▶ **The task**:
Copy the lines from the first one through the line with "box: [479, 532, 502, 678]", swapping "block" for "section" and changing nothing else.

▶ **Records for processing**:
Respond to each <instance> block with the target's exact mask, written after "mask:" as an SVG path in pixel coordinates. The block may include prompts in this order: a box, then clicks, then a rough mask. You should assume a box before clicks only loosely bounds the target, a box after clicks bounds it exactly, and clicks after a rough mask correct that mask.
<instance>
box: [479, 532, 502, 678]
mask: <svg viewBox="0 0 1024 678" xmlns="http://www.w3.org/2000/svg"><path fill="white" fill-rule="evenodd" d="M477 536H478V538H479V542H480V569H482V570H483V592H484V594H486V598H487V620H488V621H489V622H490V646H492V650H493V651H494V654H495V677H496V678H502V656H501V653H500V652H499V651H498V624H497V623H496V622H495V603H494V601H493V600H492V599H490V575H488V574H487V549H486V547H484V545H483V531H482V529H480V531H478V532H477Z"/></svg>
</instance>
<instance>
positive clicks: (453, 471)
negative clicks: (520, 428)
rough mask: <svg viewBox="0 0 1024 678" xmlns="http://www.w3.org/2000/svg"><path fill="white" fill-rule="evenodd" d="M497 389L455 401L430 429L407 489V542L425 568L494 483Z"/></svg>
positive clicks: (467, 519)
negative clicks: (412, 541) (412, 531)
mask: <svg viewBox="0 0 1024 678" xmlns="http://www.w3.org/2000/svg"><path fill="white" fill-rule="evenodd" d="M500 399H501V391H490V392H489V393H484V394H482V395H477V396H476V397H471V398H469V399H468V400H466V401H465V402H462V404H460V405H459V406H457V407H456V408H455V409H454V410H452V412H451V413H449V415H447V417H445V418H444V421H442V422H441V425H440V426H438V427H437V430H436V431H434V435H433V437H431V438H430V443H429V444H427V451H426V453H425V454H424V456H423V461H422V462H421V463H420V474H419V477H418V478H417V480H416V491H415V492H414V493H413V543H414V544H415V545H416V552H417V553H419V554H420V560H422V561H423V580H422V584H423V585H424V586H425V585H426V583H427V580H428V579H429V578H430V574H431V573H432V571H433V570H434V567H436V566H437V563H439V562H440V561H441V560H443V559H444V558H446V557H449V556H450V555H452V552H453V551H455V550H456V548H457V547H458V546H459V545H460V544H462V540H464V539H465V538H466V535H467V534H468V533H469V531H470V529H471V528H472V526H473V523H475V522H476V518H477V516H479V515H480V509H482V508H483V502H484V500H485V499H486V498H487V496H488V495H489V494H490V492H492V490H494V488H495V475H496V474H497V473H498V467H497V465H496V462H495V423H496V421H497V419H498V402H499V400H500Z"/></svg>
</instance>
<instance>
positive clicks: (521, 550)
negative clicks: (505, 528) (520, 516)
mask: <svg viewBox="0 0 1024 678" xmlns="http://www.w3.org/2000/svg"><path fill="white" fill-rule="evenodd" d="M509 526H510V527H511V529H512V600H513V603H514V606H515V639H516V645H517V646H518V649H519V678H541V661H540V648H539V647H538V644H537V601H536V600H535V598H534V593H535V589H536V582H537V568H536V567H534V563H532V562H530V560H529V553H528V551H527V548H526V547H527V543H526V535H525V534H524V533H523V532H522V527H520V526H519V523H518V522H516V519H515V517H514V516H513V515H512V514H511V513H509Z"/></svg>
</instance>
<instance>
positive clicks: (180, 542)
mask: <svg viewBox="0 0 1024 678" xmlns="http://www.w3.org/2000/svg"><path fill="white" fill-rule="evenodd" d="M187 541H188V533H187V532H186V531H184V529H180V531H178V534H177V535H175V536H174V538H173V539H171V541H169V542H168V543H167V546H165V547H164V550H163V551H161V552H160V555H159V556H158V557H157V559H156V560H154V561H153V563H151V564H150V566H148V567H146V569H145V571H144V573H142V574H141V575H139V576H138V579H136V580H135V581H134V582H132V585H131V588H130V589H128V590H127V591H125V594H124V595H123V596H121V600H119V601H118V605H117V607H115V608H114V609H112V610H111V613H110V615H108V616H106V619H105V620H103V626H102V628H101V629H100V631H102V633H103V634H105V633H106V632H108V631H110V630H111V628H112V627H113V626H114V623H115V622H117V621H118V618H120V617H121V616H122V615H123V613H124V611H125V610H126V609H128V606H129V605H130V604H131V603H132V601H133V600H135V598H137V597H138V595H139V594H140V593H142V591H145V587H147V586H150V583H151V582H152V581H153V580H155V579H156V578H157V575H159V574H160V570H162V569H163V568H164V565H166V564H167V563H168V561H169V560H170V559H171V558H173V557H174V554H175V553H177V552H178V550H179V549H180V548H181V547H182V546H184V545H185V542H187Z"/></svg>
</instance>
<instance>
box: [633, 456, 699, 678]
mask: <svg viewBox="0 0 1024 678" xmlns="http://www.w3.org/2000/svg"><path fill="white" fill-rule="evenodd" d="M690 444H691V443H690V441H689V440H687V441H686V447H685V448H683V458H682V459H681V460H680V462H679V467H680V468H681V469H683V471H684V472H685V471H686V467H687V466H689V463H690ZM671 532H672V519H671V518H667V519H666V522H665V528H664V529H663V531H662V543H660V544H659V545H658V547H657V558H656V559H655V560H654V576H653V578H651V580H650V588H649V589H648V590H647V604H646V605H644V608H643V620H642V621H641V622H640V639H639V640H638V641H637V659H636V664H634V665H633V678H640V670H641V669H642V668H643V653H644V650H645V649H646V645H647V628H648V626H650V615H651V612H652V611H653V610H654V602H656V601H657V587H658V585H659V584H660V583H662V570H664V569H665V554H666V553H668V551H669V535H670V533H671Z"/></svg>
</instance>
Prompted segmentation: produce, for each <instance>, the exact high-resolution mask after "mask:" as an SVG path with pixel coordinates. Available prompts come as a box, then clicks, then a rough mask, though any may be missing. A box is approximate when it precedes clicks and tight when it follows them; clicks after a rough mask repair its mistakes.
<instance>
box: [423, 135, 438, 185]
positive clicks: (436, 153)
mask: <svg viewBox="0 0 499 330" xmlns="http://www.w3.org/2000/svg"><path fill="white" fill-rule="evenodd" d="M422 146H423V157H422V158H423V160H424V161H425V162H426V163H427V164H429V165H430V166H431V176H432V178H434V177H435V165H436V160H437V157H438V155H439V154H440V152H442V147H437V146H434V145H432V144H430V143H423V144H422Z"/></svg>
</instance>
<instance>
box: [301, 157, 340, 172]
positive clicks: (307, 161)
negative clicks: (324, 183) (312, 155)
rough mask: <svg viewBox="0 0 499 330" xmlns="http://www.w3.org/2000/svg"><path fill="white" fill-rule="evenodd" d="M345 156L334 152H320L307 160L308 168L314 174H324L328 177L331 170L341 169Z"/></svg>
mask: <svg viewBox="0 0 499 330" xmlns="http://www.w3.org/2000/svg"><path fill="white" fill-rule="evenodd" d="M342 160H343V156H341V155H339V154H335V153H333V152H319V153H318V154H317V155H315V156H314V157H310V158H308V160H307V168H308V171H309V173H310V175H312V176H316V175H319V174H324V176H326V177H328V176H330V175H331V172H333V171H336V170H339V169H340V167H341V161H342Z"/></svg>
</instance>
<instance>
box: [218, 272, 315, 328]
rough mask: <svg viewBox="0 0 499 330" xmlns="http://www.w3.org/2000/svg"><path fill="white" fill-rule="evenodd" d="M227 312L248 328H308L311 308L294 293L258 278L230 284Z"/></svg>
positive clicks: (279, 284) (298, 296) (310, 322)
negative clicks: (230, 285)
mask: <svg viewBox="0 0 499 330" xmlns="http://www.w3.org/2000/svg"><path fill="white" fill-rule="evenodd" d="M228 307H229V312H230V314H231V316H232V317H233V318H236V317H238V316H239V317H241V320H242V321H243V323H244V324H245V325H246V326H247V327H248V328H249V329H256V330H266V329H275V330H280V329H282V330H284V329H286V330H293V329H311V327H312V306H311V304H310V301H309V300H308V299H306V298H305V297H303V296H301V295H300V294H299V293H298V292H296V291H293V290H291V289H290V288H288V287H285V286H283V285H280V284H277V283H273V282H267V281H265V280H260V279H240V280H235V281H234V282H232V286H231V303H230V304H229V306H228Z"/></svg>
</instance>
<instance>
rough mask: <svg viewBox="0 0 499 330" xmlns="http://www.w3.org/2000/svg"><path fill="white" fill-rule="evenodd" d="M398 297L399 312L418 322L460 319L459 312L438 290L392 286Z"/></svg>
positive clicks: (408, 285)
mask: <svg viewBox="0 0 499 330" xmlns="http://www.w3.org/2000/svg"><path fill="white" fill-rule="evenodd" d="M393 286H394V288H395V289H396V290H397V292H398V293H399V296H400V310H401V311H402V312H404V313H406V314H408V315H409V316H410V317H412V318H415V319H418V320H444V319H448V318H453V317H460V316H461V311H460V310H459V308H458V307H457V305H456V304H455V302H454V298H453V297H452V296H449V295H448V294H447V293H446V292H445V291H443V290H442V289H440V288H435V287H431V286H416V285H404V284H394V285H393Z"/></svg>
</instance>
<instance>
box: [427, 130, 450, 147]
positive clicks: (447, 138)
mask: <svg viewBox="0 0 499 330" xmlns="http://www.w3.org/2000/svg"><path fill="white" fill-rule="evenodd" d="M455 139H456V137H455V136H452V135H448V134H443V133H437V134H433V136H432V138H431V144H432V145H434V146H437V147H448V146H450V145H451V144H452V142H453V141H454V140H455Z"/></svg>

▶ **Final answer**:
Respond to each <instance> section with the target's exact mask, written after "mask:" as an SVG path in pixel coordinates. The section may include prompts in this order: a box, then clicks, then a rough mask. You should assume a box before clicks only loosely bounds the target, a box after clicks bounds it exactly, and clicks after a rough mask correct that mask.
<instance>
box: [479, 532, 502, 678]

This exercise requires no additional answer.